● Request: Produce a verbatim copy of the entries listed below.

● Records shown:
>>>
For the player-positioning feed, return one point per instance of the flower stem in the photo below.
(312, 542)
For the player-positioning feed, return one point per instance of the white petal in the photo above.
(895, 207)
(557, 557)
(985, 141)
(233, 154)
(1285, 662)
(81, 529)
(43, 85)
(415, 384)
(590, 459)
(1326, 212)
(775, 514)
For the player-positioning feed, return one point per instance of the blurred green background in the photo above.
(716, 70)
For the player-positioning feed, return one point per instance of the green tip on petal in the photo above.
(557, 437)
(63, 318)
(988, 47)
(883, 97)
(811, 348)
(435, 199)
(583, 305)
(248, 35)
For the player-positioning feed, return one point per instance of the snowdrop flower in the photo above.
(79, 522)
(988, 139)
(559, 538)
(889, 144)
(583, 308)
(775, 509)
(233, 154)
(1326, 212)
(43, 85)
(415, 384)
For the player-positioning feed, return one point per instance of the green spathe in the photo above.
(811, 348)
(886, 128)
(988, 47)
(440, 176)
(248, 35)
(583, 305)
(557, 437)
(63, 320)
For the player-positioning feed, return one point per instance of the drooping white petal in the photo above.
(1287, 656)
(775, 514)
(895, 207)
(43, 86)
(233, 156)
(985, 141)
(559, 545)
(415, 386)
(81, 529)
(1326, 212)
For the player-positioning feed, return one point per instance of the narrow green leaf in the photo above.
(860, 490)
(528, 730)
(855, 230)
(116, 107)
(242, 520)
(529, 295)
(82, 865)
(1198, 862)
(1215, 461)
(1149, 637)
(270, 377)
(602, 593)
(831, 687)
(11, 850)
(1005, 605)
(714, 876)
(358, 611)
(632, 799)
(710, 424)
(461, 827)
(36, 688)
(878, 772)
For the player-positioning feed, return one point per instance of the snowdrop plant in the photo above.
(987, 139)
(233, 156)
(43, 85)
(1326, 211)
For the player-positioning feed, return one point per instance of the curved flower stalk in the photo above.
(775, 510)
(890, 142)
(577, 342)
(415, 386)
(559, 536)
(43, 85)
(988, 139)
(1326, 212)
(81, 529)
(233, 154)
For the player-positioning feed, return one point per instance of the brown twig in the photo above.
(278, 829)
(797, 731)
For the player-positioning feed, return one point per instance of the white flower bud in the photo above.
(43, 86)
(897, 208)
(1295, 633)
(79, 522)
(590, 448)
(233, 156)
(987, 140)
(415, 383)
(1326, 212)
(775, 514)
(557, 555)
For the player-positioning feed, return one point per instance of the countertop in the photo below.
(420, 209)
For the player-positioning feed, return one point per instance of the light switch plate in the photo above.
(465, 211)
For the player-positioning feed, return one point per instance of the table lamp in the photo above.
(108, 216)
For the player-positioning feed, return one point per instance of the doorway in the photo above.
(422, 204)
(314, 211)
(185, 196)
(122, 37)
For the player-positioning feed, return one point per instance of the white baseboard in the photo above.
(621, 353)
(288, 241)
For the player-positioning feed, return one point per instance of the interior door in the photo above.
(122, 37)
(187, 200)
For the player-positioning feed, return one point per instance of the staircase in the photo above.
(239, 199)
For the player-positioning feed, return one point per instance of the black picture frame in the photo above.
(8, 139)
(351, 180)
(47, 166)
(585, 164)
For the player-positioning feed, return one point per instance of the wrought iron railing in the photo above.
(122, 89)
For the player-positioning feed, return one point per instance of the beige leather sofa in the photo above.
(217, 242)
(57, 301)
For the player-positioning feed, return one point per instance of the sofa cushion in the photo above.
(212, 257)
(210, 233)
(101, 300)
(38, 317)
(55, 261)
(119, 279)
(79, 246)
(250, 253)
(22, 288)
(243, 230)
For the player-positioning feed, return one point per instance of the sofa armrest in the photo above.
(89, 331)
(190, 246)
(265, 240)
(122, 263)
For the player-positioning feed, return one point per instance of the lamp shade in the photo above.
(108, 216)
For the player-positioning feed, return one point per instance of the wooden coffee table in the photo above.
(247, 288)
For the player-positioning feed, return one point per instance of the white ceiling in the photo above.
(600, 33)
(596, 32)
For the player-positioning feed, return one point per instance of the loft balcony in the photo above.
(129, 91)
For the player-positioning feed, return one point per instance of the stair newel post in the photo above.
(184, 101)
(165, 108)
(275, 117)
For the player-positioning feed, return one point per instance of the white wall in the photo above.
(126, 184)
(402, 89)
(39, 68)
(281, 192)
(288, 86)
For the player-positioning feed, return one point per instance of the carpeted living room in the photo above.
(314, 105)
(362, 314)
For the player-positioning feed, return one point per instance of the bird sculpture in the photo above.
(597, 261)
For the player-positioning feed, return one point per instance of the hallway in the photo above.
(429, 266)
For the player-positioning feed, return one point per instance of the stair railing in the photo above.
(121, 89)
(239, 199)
<<<
● Full solution:
For the player-positioning feed, return one point per instance of the flower stem in the photo below.
(312, 542)
For the player-positioning feed, return one point per instance of the white petal in the photo above.
(895, 207)
(557, 557)
(985, 141)
(233, 154)
(1285, 662)
(81, 529)
(43, 85)
(415, 384)
(590, 459)
(1326, 212)
(775, 514)
For the player-positioning feed, return one point per instance of the blurred green background in the photo above.
(716, 70)
For the player-positioning feed, return one point per instance of the green tip on petal in the photo above.
(557, 437)
(63, 318)
(988, 47)
(883, 97)
(811, 348)
(435, 199)
(583, 305)
(248, 35)
For the player-positioning feed, return one point per instance of the snowdrop flower in the photo above.
(79, 522)
(988, 139)
(559, 538)
(889, 144)
(583, 308)
(775, 509)
(233, 154)
(1326, 212)
(43, 85)
(415, 384)
For the player-positioning feed, return one point per instance of the green spathe in the photo above.
(811, 348)
(886, 128)
(988, 47)
(440, 176)
(248, 35)
(583, 305)
(557, 437)
(63, 320)
For the player-positioning feed, return one point per instance of the drooping white petal in the photo above.
(1287, 656)
(775, 514)
(895, 207)
(43, 86)
(233, 156)
(985, 141)
(559, 545)
(415, 386)
(81, 529)
(1326, 212)
For the player-positioning feed, return one point per instance of the narrow green leaf in the photo above.
(860, 490)
(528, 730)
(855, 230)
(116, 107)
(242, 520)
(529, 295)
(82, 865)
(1198, 862)
(1215, 461)
(1149, 637)
(270, 377)
(602, 593)
(831, 687)
(11, 850)
(1005, 605)
(714, 876)
(358, 611)
(632, 799)
(710, 424)
(461, 827)
(36, 688)
(878, 772)
For the player-positioning feed, return one point per instance of the snowdrop plant in the photo above.
(987, 139)
(233, 156)
(43, 85)
(1326, 211)
For the player-positioning feed, return one point per instance of the curved flower stalk in the photo above.
(775, 510)
(890, 142)
(577, 342)
(415, 386)
(559, 536)
(43, 85)
(988, 139)
(1326, 212)
(81, 529)
(233, 154)
For the player-positioning feed, return one point per instance of the brown twig in the photo above.
(278, 829)
(797, 731)
For the player-positioning feed, return one point per instance of the white flower bud in the photo above.
(43, 86)
(897, 208)
(1295, 633)
(79, 522)
(590, 448)
(233, 156)
(987, 140)
(415, 383)
(1326, 212)
(775, 514)
(557, 555)
For the player-positioning feed, return one point per instance of the countertop in the photo below.
(420, 209)
For the player-positioning feed, return one point per instance of the light switch plate in the photo above.
(465, 211)
For the player-positioning feed, return one point per instance of the table lamp in the photo above.
(108, 216)
For the player-positioning feed, return one point per instance of the doorway in the photo above.
(422, 204)
(314, 211)
(185, 196)
(122, 37)
For the player-positioning feed, return one point per instance of the white baseboard in the photo above.
(621, 353)
(288, 241)
For the player-positioning feed, return one point per instance of the interior door in the photo above.
(122, 37)
(187, 200)
For the player-positioning feed, return one point per instance of the staircase in the photo above.
(239, 199)
For the player-positioning feed, return one point per instance of the black picture frame in the photo above.
(8, 139)
(351, 180)
(47, 166)
(585, 164)
For the player-positioning feed, return one point per instance of the wrought iron railing in the photo above.
(122, 89)
For the player-positioning feed, return one point per instance of the beige leather sofa in the photo above.
(217, 242)
(57, 301)
For the player-positioning feed, return one point per instance of the sofa cushion in the photo above.
(212, 257)
(210, 233)
(101, 300)
(38, 317)
(55, 261)
(119, 279)
(79, 246)
(250, 253)
(22, 288)
(243, 230)
For the player-positioning feed, return one point per instance of the sofa armrest in the photo above.
(89, 331)
(190, 246)
(265, 240)
(122, 263)
For the player-positioning feed, return one point per instance of the lamp shade in the photo above.
(108, 216)
For the player-positioning feed, return one point per instance of the wooden coffee table in the photo above.
(247, 288)
For the player-positioning feed, return one point per instance of the white ceiling in the photo above.
(600, 33)
(596, 32)
For the player-positioning feed, return one point per instance of the loft balcony in the photo above.
(129, 91)
For the player-positioning feed, return one point per instance of the stair newel post in the photo above.
(184, 101)
(165, 108)
(275, 117)
For the player-positioning feed, return one point per instance of the white wall in the photo above.
(126, 184)
(402, 89)
(39, 68)
(281, 192)
(288, 86)
For the player-positioning feed, return one point per instance of the carpeted living room in the photo above.
(314, 105)
(362, 314)
For the player-positioning feed, return one point per instance of the bird sculpture in the photo above.
(597, 261)
For the player-positioning feed, return one point per instance of the hallway in the photo above.
(429, 266)
For the player-positioning feed, return one point per instance of the stair railing in the photo above.
(121, 89)
(239, 199)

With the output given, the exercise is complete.